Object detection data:
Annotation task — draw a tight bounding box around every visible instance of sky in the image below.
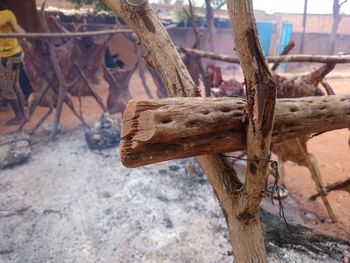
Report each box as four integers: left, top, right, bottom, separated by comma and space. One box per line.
253, 0, 350, 14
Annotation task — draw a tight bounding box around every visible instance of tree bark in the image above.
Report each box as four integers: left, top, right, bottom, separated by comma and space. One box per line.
183, 48, 350, 64
120, 95, 350, 167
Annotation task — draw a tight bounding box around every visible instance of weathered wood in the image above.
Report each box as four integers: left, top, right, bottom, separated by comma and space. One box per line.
271, 40, 295, 71
0, 29, 132, 39
310, 178, 350, 200
120, 95, 350, 167
183, 48, 350, 64
260, 209, 348, 261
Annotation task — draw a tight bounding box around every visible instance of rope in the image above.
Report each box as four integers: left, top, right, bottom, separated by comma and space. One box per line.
0, 29, 132, 38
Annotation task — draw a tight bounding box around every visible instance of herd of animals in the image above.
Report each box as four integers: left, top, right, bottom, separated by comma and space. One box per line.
1, 16, 344, 223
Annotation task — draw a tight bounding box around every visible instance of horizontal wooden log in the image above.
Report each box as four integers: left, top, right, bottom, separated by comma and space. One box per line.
181, 48, 350, 64
0, 29, 132, 38
120, 95, 350, 167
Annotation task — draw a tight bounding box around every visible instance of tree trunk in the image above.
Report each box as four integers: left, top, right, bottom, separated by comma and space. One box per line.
179, 48, 350, 64
120, 95, 350, 167
104, 0, 276, 262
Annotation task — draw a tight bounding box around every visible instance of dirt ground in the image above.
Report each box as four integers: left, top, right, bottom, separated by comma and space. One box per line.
0, 67, 350, 262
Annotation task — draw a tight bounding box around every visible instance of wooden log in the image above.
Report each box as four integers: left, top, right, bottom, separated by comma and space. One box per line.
310, 178, 350, 200
120, 95, 350, 167
271, 40, 295, 71
183, 48, 350, 64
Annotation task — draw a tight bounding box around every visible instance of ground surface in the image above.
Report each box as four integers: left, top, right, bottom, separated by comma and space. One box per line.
0, 65, 350, 262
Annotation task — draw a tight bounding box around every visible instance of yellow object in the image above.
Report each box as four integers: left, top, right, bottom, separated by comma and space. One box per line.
0, 10, 22, 58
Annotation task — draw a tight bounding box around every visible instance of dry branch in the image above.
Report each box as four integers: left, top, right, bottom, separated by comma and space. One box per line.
0, 29, 132, 38
121, 95, 350, 167
183, 48, 350, 64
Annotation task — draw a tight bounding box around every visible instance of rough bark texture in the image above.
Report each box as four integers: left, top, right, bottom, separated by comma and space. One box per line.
104, 0, 275, 262
183, 48, 350, 64
227, 0, 276, 262
0, 133, 31, 169
121, 95, 350, 167
328, 0, 347, 55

The exercise:
Convert the listing above into a Markdown table with two columns, "Row" and "Line". Give each nonblank line its own row, numbered in order, and omit the pictures.

Result:
| Row | Line |
|---|---|
| 1 | Annotation task — draw a tight bounding box around every visible instance of sky in the image below. |
| 2 | Report each box as four integers: left, top, right, bottom, separated by comma and space. One box per line. |
| 3 | 253, 0, 350, 14 |
| 4 | Annotation task — draw a tight bounding box around every visible instance of tree bark in the image above. |
| 5 | Report each box as four integers: left, top, right, bottom, separated by comma and space. One box per line. |
| 6 | 183, 48, 350, 64 |
| 7 | 120, 95, 350, 167 |
| 8 | Annotation task — draw a tight bounding box around every visible instance of weathered wood in the image above. |
| 9 | Report each box as four integers: left, top, right, bottom, separated by comma and space. One box per line. |
| 10 | 271, 40, 295, 71 |
| 11 | 0, 29, 132, 39 |
| 12 | 310, 178, 350, 200 |
| 13 | 120, 95, 350, 167 |
| 14 | 183, 48, 350, 64 |
| 15 | 260, 209, 348, 261 |
| 16 | Annotation task — draw a tight bounding box around every visible instance of rope in the image above. |
| 17 | Report each box as four integers: left, top, right, bottom, separated by comma and space. One box per line. |
| 18 | 0, 29, 132, 38 |
| 19 | Annotation task — draw a tight bounding box around every visible instance of herd of animals in the image above. |
| 20 | Report each box as four integers: left, top, right, bottom, separated by comma and space. One box per line. |
| 21 | 1, 16, 344, 223 |
| 22 | Annotation task — draw a tight bounding box around every visible instance of horizontal wooden log in the image above. |
| 23 | Report each box as four integers: left, top, right, bottom, separated by comma and space. One box per line. |
| 24 | 181, 48, 350, 64 |
| 25 | 0, 29, 132, 38 |
| 26 | 120, 95, 350, 167 |
| 27 | Annotation task — draw a tight bounding box around every visible instance of tree trunk in the image above. |
| 28 | Report each box as four integers: left, top, right, bottom, separated by comma and space. One box per line. |
| 29 | 179, 48, 350, 64 |
| 30 | 120, 95, 350, 167 |
| 31 | 104, 0, 276, 262 |
| 32 | Annotation task — draw a tight bounding box around every visible instance of dirt ground in the image above. |
| 33 | Report each box as four integers: left, top, right, bottom, separated by comma and space. One box per line. |
| 34 | 0, 67, 350, 262 |
| 35 | Annotation task — draw a tight bounding box around every visible instance of wooden log in the image above. |
| 36 | Report each box as four integers: left, top, right, bottom, separated by comma and space. One box per line. |
| 37 | 310, 178, 350, 200 |
| 38 | 120, 95, 350, 167 |
| 39 | 271, 40, 295, 71 |
| 40 | 183, 48, 350, 64 |
| 41 | Annotation task — draw a tight bounding box around every visible instance of ground surface in the image above. |
| 42 | Report each box as four integers: left, top, right, bottom, separated by comma and space. One box per line. |
| 43 | 0, 65, 350, 262 |
| 44 | Annotation task — draw a tight bounding box around every visible instance of yellow object in the image above. |
| 45 | Report each box as four integers: left, top, right, bottom, separated by comma and space. One box per line. |
| 46 | 0, 10, 22, 58 |
| 47 | Annotation task — draw a tight bounding box around every visible instance of dry branch in the image above. |
| 48 | Report each box as four integers: left, top, right, bottom, separated by comma and space. One box per line. |
| 49 | 0, 29, 132, 38 |
| 50 | 121, 95, 350, 167 |
| 51 | 183, 48, 350, 64 |
| 52 | Annotation task — draw a tight bounding box around every visible instance of rough bark texture in the image above. |
| 53 | Report each box as four integers: left, top, right, bottom, separated by comma and space. One box per line. |
| 54 | 104, 0, 275, 262 |
| 55 | 183, 48, 350, 64 |
| 56 | 227, 0, 276, 262 |
| 57 | 0, 133, 31, 169 |
| 58 | 121, 95, 350, 167 |
| 59 | 328, 0, 347, 55 |